◆ **Page extract**
--- BEGIN ---

Since the Russian invasion of Ukraine, China’s reaction in response to the Russian aggression has been fiercely debated in the western media. The majority of the discussions have focused on one particular term: “no-limits friendship” – a phrase believed to have been taken from a Sino-Russian joint statement issued a few months before the war.
But there is one problem with this phrase. While the Russian version of the statement indeed used the word “friendship”, the Chinese version used “friendliness”. Is this just an issue of translation, or did China deliberately avoid using the word “friendship”?
As a researcher who investigates problems of translations in international relations, I traced the usage of the word “friendship” in Chinese and Russian documents when describing their relationship. I discovered that the disconnect between the two nations’ view of the nature of their relationship first appeared in a treaty signed between the pre-communist government of China and the Soviet Union in 1945.
The treaty was named differently in its Chinese and Russian version. In the Russian edition, the treaty is “the Treaty of Friendship and Alliance”, whereas in the Chinese version, it is “the Treaty of Friendliness and Alliance”.
Such an asymmetrical way of labelling their partnership persisted in two more treaties signed after the founding of the current People’s Republic of China in 1949. The first is (in Russian) the “Treaty of Friendship, Alliance, and Mutual Assistance”, signed in 1950, and the other is the “Treaty of Good-Neighbourliness, Friendship and Cooperation”, signed in 2001. In both cases, the Chinese editions replaced the word “friendship” with “friendliness”, indicating that, despite the fall of USSR, the nature of Sino-Russian relations remained the same.
What is more, the 2019 Chinese statement regarding the development of the Sino-Russian comprehensive strategic partnership used the word “friendliness” repeatedly to describe the bilateral relationship between the two states. The word “friendship”, on the other hand, appeared only once when it was used specifically to refer to the “friendship” between Chinese and Russian people. This proves that it was not a translation mistake but rather a Chinese intention to differentiate “friendliness” from “friendship”.
Uneven relationship
Why is China so reluctant to use the “friendship” label? What does a Russian “friendship” mean to China? My research has indicated that Chinese resistance to the Russian “friendship” could be related to their experience with one particular organisation that had demonstrated through its conduct what a Soviet – and therefore by extension, Russian – “friendship” entailed for China. This organisation was the Soviet friendship fociety.

--- END ---

(Entries from a dataset)
--- BEGIN ---

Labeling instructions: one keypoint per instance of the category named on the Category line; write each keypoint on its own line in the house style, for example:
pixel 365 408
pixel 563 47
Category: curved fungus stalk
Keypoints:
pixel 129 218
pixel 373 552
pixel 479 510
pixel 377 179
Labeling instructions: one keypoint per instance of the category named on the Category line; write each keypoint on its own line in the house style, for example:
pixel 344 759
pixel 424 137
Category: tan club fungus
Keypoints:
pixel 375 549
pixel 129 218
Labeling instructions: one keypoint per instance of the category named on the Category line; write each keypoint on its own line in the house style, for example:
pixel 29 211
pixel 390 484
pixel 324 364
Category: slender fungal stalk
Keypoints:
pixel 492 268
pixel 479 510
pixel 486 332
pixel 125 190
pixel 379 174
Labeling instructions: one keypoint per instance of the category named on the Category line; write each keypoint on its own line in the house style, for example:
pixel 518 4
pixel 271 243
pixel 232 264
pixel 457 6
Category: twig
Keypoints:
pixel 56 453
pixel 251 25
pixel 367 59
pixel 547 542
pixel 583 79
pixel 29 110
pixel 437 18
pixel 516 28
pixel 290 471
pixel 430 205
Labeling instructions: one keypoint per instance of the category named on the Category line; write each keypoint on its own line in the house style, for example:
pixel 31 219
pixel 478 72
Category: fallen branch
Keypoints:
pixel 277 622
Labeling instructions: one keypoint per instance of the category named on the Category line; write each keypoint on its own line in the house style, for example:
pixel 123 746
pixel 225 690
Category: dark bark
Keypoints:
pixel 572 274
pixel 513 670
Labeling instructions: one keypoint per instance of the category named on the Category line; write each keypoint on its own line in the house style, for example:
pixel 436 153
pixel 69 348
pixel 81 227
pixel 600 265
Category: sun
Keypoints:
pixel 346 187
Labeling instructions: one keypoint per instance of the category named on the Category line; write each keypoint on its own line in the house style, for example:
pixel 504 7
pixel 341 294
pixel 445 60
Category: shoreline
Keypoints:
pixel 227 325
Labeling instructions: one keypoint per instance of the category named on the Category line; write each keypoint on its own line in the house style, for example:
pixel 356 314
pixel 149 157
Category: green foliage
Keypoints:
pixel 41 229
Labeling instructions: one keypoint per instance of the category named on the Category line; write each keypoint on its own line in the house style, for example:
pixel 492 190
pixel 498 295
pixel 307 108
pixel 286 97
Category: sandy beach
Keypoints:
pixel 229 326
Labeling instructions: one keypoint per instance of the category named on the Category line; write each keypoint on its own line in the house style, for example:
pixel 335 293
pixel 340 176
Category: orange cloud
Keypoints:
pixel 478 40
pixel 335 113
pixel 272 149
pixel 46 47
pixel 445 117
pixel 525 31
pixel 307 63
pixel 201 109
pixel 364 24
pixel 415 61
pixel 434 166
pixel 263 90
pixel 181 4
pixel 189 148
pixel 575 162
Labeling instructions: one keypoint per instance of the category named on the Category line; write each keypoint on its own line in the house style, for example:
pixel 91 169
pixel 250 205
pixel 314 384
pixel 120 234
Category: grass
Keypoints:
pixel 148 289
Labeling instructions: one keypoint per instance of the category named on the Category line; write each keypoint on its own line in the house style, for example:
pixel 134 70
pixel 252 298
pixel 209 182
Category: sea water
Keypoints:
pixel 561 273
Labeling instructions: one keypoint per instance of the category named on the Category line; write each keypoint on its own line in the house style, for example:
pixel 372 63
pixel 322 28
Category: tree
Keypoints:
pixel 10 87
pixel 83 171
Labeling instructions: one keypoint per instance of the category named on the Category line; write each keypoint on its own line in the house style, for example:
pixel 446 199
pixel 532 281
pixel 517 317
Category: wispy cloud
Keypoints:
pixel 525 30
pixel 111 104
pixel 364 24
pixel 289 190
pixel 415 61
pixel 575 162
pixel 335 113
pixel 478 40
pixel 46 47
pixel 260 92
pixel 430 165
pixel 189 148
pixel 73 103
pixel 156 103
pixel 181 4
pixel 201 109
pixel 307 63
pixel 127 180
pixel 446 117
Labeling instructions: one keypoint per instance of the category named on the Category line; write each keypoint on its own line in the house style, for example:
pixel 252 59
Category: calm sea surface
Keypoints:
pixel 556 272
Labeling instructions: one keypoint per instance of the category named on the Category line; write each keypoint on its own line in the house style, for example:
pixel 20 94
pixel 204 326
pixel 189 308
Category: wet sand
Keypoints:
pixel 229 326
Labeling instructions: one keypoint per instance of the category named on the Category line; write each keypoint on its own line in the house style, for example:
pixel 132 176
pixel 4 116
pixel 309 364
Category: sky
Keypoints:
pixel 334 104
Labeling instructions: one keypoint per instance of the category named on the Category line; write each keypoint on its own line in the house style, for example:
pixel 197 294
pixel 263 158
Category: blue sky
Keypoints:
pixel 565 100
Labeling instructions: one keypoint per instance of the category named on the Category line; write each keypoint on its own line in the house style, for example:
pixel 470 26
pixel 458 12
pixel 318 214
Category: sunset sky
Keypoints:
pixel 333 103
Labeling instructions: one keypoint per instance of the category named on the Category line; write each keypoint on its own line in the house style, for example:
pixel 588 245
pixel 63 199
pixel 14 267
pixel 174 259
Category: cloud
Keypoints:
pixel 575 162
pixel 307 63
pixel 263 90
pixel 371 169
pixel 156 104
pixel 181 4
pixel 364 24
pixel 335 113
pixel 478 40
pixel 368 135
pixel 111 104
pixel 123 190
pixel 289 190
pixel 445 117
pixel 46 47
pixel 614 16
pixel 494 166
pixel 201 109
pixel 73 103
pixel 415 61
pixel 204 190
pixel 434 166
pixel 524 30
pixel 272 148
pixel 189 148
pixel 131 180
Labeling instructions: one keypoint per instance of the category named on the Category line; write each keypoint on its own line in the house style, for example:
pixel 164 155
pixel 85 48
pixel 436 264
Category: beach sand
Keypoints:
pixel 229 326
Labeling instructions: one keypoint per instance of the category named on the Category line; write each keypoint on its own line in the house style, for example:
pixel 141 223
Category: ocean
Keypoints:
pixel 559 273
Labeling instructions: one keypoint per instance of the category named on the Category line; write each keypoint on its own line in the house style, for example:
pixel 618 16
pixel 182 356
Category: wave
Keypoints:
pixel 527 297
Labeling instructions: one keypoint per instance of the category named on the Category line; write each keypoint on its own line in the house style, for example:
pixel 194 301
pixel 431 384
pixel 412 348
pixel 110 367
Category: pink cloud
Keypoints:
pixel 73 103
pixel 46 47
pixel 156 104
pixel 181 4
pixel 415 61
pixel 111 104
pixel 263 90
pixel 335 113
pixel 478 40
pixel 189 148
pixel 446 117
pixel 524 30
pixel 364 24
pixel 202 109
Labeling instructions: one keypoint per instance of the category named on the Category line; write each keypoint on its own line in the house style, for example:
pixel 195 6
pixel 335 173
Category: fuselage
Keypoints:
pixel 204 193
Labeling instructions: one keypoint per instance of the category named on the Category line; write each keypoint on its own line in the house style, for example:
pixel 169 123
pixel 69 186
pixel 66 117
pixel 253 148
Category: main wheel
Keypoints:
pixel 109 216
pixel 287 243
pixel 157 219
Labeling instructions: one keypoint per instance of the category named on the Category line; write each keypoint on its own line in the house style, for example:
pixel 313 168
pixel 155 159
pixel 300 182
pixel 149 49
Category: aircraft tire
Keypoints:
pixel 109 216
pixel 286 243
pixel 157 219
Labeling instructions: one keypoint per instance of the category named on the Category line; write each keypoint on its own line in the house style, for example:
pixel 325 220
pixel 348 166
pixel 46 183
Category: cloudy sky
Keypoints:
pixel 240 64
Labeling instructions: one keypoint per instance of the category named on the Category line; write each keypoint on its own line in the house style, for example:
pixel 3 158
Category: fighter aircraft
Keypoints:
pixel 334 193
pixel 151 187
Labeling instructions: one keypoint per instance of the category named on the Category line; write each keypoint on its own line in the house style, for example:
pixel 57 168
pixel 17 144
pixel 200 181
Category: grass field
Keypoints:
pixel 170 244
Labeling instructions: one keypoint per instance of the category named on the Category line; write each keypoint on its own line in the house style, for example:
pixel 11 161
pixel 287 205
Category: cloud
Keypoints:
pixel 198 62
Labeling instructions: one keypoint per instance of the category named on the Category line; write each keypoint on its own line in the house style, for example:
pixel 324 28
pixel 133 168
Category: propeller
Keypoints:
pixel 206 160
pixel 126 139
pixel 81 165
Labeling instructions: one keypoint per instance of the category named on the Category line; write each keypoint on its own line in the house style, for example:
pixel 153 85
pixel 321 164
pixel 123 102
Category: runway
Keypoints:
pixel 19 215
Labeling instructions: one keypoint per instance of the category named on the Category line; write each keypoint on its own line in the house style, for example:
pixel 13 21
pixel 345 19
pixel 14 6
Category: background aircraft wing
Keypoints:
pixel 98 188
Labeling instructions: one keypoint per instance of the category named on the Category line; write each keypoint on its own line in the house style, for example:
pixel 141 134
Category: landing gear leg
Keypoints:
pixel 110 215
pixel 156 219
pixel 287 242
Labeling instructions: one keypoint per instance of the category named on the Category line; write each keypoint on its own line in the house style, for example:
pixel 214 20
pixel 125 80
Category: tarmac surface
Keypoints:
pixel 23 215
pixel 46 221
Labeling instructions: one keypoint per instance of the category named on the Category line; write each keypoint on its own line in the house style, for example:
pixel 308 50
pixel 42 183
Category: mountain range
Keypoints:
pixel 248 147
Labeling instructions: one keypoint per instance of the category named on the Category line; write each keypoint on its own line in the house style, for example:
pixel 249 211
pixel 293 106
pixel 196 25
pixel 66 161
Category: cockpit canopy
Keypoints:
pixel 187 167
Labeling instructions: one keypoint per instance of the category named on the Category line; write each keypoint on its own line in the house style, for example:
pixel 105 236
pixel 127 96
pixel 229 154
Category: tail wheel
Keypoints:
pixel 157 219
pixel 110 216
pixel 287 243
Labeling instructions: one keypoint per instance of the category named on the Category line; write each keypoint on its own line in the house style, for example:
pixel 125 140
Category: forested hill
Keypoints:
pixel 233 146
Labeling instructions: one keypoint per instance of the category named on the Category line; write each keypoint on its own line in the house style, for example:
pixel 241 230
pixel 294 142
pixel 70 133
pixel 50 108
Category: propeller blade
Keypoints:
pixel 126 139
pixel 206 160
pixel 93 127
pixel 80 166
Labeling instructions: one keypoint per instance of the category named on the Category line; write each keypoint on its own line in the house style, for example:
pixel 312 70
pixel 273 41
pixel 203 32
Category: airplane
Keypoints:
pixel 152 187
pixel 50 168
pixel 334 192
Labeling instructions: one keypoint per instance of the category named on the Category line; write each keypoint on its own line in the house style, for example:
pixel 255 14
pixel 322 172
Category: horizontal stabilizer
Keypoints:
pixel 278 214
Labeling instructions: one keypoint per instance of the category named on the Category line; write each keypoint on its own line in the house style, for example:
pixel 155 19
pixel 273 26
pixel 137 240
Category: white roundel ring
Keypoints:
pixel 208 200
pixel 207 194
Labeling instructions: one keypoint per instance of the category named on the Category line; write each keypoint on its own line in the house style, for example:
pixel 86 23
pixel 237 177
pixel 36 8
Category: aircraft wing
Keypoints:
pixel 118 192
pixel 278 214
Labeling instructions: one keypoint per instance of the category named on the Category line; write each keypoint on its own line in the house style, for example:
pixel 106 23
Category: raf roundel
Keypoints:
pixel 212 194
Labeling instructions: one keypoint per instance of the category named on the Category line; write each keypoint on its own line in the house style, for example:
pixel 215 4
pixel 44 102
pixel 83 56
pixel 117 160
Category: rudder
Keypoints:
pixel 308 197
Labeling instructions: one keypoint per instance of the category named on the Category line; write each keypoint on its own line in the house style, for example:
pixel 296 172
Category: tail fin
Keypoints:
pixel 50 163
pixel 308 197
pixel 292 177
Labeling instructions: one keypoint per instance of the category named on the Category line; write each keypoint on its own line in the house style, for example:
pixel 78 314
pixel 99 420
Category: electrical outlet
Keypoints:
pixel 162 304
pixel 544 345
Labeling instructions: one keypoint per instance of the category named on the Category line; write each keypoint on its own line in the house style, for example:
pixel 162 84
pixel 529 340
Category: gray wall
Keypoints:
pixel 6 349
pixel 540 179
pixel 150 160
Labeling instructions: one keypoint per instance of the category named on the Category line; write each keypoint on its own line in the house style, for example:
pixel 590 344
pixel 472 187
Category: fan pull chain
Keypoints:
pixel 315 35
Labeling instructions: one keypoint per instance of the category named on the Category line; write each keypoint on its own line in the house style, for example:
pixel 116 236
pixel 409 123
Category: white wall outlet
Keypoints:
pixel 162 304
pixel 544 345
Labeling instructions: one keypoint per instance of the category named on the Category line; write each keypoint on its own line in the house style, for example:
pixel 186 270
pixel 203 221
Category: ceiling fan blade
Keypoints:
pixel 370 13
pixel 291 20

--- END ---

◆ **Parts of the exercise**
• a. In the article on the wording of Sino-Russian "friendship," translate the sentence "But there is one problem with this phrase." into Spanish.
• b. Gather every line of the records that contains the string "stalk".
The records have no connection to the text.

◆ **Answers to each task**
• a. Pero hay un problema con esta frase.

• b.
Category: curved fungus stalk
Category: slender fungal stalk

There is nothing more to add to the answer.